═════ Record set
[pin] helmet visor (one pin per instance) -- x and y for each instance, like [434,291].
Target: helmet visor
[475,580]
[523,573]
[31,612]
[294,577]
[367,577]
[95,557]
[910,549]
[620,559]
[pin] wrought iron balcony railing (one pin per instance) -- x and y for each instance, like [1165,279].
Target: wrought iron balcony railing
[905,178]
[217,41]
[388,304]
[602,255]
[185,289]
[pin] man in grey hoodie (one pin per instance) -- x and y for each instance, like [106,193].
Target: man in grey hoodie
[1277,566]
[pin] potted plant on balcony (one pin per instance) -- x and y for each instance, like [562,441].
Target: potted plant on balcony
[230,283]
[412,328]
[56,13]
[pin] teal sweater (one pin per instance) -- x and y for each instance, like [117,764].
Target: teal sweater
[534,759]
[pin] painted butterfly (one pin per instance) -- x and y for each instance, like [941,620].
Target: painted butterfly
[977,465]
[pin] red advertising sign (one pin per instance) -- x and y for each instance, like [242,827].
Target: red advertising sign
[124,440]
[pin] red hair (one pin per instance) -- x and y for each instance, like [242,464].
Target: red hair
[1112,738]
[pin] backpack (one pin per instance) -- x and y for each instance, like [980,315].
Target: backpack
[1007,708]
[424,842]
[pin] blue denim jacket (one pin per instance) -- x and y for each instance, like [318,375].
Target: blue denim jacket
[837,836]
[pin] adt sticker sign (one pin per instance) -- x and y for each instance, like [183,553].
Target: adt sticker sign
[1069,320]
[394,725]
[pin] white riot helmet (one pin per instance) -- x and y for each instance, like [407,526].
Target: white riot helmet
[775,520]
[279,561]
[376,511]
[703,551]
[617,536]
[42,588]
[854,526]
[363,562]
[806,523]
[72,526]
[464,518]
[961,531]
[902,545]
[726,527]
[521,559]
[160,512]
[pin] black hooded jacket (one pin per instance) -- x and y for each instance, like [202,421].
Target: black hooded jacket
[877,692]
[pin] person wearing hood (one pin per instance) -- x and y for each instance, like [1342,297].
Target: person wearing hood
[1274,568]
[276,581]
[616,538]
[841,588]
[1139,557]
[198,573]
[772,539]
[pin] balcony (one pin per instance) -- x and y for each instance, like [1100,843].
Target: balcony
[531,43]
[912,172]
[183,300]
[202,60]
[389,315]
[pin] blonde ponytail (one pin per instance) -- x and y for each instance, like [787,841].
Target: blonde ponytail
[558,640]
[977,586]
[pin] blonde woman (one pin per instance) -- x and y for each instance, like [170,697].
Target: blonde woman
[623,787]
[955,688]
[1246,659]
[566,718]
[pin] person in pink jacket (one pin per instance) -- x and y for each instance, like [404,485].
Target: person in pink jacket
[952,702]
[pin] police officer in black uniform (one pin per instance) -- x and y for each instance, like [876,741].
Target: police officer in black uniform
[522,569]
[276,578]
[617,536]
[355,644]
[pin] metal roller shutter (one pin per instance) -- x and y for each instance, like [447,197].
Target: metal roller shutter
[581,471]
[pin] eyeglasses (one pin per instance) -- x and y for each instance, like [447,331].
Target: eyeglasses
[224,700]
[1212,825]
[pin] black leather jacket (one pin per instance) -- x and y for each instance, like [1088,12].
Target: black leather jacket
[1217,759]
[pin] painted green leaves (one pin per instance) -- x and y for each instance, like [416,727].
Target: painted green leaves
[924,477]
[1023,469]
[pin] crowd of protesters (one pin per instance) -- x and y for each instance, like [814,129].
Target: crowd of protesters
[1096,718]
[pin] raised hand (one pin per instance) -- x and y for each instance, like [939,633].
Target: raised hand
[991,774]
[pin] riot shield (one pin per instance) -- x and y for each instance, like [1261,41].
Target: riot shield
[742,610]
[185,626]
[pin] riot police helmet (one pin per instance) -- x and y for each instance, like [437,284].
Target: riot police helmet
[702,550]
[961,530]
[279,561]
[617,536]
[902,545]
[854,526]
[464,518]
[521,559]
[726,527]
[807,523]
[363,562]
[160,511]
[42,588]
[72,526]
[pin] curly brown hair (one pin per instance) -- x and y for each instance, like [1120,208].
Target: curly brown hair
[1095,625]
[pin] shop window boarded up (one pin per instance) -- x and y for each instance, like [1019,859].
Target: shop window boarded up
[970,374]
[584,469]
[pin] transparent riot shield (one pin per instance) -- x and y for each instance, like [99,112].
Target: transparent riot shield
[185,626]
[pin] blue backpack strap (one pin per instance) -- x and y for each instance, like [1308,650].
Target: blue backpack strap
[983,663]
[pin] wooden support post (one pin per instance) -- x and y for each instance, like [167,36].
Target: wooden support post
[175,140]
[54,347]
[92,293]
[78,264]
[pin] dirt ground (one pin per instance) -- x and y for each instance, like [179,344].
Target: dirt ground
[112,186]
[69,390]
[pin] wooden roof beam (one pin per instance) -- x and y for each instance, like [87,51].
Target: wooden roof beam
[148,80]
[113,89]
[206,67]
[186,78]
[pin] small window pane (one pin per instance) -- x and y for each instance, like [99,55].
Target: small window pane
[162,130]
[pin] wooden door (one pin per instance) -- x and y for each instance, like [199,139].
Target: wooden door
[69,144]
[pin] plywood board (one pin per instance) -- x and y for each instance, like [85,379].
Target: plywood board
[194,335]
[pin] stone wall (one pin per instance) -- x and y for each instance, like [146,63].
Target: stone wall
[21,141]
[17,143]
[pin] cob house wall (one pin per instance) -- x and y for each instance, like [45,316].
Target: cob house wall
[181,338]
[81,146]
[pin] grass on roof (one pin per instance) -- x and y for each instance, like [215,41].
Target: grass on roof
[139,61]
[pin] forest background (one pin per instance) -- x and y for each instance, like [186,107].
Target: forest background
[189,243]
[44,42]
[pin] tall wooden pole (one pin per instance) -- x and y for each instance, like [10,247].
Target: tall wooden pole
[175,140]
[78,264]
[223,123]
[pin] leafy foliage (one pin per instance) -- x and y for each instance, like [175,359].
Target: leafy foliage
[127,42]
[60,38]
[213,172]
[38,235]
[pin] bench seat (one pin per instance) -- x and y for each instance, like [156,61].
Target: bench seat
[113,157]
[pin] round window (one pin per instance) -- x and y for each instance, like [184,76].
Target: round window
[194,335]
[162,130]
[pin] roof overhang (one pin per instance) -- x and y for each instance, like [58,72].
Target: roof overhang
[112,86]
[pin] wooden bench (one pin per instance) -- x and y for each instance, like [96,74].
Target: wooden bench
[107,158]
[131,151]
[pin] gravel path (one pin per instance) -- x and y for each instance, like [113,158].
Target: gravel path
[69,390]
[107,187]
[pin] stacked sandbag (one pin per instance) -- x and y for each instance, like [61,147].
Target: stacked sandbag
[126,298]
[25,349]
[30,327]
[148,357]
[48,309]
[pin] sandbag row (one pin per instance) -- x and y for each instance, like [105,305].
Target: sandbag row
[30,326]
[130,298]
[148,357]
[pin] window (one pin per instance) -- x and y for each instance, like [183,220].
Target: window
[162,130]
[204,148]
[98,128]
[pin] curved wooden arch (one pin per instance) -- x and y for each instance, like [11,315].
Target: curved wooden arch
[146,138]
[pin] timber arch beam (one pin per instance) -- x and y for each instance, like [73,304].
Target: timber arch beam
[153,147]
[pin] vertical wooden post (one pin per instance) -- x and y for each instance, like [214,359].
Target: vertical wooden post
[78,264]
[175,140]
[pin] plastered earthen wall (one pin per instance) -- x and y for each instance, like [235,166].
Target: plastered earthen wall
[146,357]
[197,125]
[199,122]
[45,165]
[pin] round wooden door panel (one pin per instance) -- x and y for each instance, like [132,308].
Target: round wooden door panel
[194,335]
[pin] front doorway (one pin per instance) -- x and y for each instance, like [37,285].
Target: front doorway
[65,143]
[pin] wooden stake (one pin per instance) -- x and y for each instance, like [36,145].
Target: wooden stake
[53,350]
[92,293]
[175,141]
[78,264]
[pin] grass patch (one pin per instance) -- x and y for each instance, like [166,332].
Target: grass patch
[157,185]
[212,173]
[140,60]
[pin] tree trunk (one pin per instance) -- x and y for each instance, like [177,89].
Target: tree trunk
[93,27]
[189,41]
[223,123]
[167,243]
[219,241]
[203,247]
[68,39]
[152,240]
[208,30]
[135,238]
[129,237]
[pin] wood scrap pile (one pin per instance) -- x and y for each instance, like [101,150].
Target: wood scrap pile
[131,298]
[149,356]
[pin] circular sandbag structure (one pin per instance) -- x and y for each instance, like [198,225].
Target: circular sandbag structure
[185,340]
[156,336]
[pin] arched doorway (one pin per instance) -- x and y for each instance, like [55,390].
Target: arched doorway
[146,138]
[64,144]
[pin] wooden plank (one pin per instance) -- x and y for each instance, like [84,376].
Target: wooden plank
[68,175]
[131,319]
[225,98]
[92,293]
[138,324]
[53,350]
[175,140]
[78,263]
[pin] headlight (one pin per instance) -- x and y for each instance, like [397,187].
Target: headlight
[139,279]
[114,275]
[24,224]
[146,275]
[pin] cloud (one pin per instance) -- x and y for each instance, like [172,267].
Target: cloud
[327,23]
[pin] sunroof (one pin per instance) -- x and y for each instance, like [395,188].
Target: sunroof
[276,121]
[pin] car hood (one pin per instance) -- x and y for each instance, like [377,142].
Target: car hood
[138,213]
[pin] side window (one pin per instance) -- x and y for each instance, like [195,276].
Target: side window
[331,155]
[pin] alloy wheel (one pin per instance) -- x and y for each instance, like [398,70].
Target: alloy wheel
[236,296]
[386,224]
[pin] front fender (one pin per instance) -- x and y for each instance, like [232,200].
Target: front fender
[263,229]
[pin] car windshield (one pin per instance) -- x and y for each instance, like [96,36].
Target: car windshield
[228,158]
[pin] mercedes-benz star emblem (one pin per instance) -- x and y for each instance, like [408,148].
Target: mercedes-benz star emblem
══════════
• What is expected:
Give back only the lines from the one containing "Target: car windshield" through the final line of the entries above, exactly as written, both included.

• Task solution:
Target: car windshield
[228,158]
[pin] mercedes-benz star emblem (one pin per instance) -- x and y for each instance, like [408,148].
Target: mercedes-benz star emblem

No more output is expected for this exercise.